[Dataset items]
··········
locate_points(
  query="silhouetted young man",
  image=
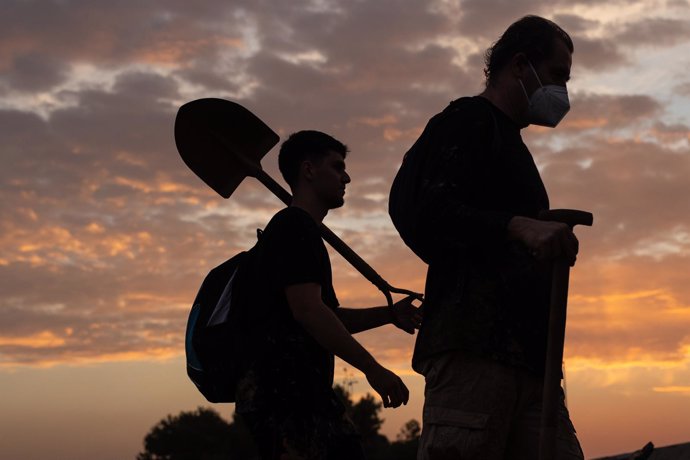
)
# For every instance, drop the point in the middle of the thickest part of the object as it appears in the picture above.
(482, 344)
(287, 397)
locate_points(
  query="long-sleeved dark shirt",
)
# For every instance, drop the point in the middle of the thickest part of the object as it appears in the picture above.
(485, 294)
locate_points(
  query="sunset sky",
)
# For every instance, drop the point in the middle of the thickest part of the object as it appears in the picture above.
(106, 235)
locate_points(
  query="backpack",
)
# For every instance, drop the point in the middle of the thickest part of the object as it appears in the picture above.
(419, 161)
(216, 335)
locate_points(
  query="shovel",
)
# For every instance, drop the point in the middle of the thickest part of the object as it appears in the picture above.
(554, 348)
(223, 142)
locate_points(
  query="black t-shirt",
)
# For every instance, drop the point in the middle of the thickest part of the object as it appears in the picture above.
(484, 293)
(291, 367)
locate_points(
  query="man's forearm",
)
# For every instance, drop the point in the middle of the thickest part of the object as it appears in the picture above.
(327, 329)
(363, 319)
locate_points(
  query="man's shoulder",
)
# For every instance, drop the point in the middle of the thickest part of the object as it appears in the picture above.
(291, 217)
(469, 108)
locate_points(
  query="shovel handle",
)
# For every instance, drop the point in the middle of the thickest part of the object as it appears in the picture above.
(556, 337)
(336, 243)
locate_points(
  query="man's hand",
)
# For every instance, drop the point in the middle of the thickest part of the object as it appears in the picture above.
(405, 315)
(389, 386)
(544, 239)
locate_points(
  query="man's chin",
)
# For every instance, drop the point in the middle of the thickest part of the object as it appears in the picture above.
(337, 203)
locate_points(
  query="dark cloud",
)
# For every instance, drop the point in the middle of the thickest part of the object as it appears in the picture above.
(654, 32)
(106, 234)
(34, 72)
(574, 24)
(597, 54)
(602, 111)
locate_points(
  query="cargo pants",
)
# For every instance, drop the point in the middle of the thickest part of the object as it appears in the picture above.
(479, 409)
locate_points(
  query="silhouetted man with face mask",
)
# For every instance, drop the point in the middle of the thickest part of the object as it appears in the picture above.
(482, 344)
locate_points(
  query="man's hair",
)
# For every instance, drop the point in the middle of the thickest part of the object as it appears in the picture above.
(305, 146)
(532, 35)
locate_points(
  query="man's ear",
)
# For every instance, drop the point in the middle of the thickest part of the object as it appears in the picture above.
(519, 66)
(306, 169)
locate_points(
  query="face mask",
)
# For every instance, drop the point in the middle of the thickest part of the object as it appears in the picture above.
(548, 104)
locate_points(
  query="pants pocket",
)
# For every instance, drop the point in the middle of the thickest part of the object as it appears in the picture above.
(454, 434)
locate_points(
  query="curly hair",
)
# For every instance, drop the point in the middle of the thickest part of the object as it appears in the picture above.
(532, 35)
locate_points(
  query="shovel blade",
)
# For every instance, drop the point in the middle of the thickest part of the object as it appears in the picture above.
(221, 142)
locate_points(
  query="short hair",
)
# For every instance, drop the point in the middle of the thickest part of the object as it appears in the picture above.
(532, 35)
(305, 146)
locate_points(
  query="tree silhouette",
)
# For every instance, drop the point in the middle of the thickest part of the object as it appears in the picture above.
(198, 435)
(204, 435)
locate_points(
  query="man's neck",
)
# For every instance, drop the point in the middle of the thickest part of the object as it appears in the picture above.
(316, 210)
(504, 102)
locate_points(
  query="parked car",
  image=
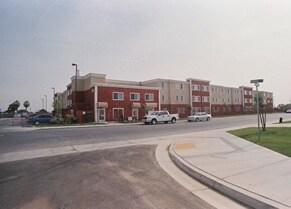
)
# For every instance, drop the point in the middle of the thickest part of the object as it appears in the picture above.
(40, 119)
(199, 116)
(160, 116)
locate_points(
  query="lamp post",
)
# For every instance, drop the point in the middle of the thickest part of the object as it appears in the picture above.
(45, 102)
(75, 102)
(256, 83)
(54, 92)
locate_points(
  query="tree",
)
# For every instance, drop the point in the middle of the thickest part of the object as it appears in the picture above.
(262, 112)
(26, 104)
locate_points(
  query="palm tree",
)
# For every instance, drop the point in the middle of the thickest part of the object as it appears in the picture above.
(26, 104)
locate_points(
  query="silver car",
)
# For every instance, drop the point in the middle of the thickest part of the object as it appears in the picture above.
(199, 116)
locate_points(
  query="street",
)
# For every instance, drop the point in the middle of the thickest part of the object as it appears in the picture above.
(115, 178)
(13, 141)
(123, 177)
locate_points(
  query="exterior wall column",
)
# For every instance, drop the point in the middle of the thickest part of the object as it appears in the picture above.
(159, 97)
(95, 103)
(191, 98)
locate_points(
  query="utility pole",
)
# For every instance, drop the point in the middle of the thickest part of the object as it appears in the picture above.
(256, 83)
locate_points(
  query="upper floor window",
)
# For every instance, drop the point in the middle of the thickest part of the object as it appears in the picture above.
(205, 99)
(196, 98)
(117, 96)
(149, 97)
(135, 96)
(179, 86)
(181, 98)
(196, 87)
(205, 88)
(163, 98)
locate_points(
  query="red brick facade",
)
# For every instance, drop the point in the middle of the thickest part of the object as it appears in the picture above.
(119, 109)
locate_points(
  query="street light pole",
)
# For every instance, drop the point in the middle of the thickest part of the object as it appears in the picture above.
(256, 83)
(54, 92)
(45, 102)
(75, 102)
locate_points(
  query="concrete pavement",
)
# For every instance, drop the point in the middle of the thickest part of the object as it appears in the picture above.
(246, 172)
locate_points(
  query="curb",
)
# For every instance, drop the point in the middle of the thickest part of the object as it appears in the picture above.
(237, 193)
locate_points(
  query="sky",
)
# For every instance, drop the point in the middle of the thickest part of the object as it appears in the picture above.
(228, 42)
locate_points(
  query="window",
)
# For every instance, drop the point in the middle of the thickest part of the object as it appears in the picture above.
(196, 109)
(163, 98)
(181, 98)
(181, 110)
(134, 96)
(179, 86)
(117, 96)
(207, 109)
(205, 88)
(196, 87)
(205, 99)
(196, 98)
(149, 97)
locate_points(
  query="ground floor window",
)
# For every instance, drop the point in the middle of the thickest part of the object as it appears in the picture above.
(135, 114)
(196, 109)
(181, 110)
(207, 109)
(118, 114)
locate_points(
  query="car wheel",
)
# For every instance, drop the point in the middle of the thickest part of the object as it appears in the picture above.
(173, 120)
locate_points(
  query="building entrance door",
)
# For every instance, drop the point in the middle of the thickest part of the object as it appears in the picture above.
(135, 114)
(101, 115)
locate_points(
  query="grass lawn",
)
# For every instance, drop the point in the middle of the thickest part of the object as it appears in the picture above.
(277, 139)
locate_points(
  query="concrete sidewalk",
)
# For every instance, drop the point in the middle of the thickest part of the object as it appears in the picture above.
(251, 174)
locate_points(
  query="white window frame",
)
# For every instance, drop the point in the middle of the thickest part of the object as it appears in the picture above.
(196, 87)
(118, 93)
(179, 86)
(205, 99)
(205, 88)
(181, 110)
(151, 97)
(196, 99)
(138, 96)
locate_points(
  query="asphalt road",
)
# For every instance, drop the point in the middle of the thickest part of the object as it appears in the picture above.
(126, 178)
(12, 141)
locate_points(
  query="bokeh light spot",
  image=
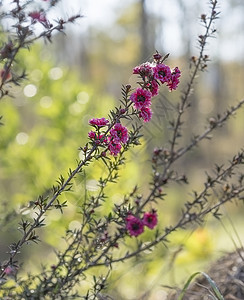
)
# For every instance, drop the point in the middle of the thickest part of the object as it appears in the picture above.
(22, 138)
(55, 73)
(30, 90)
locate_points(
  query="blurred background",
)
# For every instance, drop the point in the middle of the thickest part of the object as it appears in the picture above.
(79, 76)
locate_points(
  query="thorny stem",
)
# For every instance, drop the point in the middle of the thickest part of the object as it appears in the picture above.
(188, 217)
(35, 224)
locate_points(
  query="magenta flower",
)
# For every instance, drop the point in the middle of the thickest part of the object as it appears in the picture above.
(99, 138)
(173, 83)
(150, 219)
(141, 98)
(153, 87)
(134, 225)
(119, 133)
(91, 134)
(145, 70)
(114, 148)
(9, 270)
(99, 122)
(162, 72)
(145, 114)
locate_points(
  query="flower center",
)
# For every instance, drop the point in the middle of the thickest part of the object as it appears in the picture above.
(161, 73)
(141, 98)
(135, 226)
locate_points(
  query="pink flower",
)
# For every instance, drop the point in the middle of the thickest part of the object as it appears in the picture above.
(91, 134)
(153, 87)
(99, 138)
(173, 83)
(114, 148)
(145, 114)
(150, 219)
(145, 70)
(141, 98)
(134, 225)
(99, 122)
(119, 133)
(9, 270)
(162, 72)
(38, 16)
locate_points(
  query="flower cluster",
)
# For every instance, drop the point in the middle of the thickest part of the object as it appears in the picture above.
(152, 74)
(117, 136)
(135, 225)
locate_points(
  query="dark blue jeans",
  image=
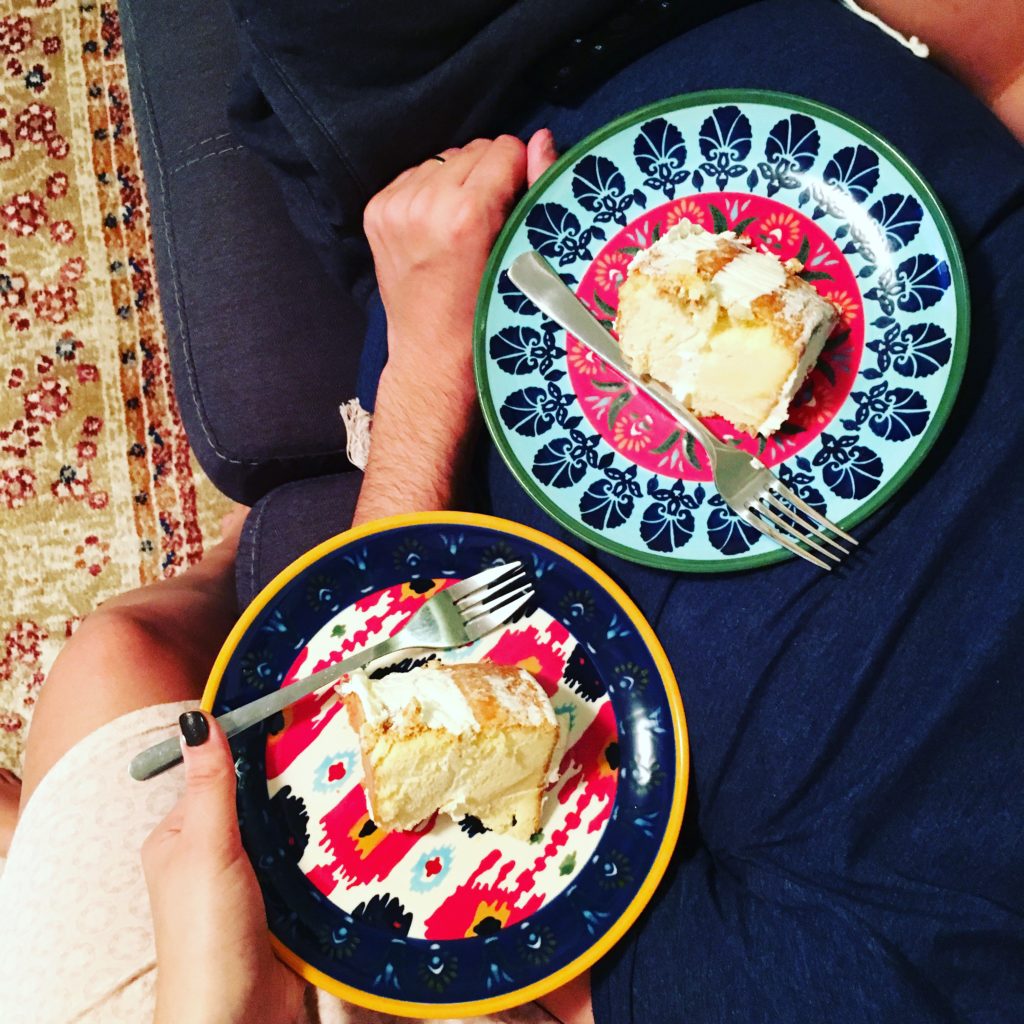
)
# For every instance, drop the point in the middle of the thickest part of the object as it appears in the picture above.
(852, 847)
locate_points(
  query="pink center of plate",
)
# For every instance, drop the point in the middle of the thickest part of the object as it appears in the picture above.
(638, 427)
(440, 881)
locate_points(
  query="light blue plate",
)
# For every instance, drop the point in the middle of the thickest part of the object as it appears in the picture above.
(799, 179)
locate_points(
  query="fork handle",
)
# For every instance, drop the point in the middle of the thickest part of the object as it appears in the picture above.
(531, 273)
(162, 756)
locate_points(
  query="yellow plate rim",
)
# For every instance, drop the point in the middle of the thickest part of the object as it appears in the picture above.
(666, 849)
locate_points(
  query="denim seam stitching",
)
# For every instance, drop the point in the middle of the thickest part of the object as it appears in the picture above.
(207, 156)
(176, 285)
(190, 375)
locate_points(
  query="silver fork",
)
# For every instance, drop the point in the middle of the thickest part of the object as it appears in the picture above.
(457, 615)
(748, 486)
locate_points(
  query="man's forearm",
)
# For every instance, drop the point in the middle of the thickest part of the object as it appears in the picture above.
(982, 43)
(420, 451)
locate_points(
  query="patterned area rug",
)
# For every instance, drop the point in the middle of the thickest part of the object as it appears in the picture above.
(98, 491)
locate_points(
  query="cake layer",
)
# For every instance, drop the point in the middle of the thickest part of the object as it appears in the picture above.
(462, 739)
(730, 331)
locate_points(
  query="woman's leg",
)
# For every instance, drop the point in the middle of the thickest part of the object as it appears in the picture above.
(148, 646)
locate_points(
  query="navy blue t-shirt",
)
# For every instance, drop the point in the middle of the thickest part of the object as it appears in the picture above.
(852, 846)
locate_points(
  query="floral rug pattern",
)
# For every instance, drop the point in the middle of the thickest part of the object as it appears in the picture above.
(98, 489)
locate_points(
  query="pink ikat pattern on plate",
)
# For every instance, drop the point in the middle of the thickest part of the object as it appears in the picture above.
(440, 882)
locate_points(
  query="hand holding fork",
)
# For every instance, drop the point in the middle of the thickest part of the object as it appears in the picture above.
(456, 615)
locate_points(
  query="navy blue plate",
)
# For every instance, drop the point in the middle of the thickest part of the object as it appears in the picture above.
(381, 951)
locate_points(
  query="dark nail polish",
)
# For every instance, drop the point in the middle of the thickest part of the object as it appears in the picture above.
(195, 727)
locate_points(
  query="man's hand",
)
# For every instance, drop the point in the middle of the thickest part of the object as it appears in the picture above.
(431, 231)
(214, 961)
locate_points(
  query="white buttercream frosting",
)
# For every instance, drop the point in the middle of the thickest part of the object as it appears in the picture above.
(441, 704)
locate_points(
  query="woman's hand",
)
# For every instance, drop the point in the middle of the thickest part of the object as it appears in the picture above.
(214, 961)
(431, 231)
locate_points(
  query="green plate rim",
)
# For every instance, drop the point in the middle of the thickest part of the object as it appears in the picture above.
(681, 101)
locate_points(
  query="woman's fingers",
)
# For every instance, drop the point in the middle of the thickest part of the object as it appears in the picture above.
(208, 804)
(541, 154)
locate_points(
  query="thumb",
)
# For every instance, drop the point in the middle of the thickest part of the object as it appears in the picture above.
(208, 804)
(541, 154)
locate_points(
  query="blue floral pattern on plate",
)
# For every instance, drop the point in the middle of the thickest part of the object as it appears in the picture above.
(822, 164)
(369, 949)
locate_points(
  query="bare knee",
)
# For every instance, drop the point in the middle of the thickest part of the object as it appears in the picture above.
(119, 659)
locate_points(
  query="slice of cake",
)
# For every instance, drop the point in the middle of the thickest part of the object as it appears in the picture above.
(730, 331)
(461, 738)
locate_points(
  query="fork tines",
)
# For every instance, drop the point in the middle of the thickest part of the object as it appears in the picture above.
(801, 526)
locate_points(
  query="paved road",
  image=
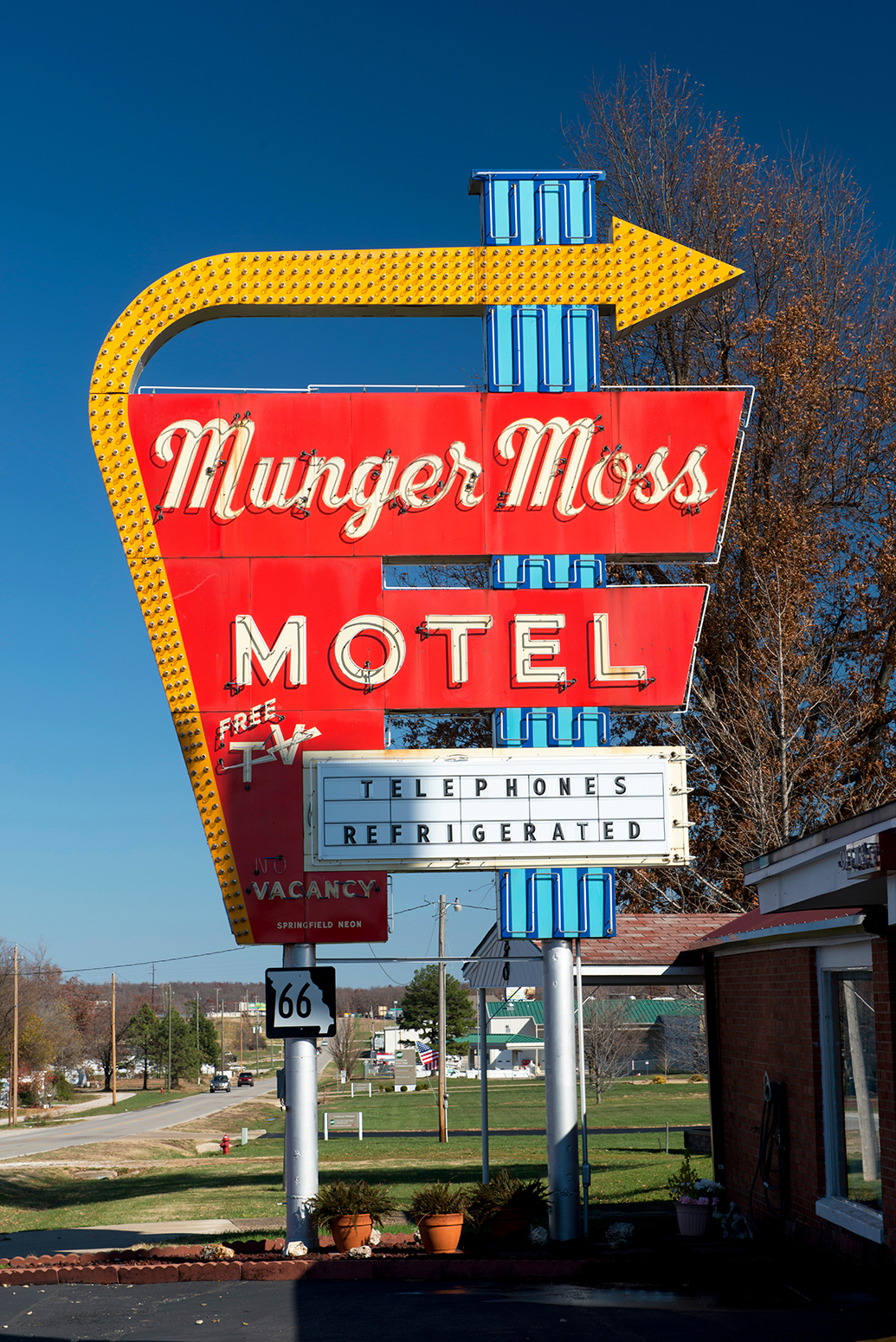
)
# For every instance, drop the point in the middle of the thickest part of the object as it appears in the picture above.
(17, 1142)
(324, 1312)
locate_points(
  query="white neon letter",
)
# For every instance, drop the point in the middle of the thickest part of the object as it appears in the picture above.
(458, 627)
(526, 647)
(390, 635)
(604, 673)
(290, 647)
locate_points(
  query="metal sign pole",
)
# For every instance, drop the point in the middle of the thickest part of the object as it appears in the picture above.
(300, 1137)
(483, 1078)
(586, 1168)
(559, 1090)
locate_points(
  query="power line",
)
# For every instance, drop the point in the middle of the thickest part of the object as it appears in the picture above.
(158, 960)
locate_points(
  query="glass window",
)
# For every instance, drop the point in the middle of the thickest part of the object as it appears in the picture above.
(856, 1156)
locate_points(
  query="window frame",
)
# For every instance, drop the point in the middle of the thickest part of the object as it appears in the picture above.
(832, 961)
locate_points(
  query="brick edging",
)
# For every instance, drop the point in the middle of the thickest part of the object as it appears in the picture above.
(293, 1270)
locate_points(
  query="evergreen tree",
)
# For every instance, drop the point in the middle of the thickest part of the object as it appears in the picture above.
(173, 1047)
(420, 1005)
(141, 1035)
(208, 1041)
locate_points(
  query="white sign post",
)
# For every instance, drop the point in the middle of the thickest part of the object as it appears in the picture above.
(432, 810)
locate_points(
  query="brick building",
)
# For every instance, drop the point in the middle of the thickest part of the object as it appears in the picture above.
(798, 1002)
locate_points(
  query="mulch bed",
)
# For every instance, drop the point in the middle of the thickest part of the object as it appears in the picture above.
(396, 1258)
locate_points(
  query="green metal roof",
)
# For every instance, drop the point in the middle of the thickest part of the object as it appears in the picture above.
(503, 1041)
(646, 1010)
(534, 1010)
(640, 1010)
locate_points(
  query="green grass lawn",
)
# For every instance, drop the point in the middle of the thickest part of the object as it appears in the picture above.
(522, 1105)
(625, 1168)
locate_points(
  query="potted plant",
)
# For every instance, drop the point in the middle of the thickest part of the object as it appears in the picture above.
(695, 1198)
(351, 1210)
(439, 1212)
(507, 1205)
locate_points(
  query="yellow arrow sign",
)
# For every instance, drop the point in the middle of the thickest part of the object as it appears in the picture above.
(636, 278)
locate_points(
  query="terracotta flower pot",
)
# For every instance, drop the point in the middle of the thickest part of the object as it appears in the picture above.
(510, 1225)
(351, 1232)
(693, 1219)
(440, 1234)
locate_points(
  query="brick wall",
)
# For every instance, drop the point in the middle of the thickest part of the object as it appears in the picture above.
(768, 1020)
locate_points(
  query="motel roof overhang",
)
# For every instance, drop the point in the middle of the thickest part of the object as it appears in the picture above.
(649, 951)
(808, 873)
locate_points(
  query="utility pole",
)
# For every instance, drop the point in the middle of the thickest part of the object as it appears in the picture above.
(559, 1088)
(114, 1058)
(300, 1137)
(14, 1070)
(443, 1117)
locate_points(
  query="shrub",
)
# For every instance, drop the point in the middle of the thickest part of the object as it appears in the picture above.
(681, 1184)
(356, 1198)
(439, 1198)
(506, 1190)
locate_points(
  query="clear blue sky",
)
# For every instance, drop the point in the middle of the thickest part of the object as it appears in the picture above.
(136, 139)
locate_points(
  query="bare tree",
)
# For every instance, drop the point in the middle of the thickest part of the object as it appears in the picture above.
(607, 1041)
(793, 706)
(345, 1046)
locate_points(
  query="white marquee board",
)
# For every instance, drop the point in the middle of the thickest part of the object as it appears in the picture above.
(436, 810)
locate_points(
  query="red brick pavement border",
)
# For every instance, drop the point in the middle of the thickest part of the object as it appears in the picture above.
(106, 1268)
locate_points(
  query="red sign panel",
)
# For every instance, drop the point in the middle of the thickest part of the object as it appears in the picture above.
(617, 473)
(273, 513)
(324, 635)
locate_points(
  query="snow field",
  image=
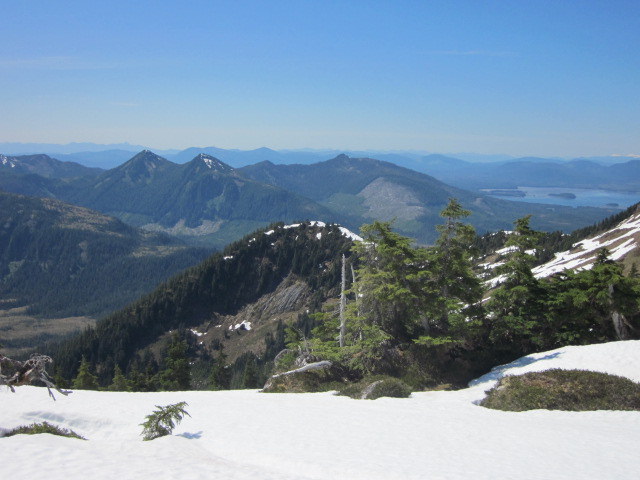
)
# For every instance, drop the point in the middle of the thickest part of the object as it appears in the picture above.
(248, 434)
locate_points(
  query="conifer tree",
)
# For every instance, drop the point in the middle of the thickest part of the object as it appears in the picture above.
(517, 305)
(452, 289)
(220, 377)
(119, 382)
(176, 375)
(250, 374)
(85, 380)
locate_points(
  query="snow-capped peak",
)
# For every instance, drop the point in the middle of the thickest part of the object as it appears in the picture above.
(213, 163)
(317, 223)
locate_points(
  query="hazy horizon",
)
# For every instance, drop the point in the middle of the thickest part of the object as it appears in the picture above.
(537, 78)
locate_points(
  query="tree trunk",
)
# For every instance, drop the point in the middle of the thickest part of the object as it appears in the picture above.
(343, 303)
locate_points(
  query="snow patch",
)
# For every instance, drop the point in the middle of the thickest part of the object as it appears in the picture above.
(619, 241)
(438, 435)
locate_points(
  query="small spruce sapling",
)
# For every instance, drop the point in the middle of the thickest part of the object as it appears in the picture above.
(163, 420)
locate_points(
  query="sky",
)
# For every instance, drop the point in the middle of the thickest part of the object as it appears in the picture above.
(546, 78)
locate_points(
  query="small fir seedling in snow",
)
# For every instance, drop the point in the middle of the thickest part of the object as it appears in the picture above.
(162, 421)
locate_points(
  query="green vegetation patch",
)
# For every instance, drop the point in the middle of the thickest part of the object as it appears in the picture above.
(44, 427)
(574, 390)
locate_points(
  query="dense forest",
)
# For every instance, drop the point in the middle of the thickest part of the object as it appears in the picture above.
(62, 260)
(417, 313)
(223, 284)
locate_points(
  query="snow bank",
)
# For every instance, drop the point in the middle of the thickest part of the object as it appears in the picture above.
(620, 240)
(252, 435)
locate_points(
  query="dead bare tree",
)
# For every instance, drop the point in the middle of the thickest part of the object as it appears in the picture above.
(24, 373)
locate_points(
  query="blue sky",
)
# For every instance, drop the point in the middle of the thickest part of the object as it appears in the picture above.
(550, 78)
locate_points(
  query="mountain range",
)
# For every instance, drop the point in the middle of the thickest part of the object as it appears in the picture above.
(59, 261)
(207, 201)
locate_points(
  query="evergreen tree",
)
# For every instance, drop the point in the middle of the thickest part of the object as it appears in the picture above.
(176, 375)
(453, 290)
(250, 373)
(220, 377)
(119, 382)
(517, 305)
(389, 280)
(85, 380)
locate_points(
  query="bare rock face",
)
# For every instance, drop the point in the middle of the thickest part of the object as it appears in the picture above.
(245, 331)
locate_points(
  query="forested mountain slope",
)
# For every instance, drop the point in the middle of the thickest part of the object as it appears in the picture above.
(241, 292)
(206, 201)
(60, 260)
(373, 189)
··········
Exercise goal:
Take every line above where "floral" appears and copy it.

Response below:
  query="floral rug pattern",
  query="blue floral pattern on plate",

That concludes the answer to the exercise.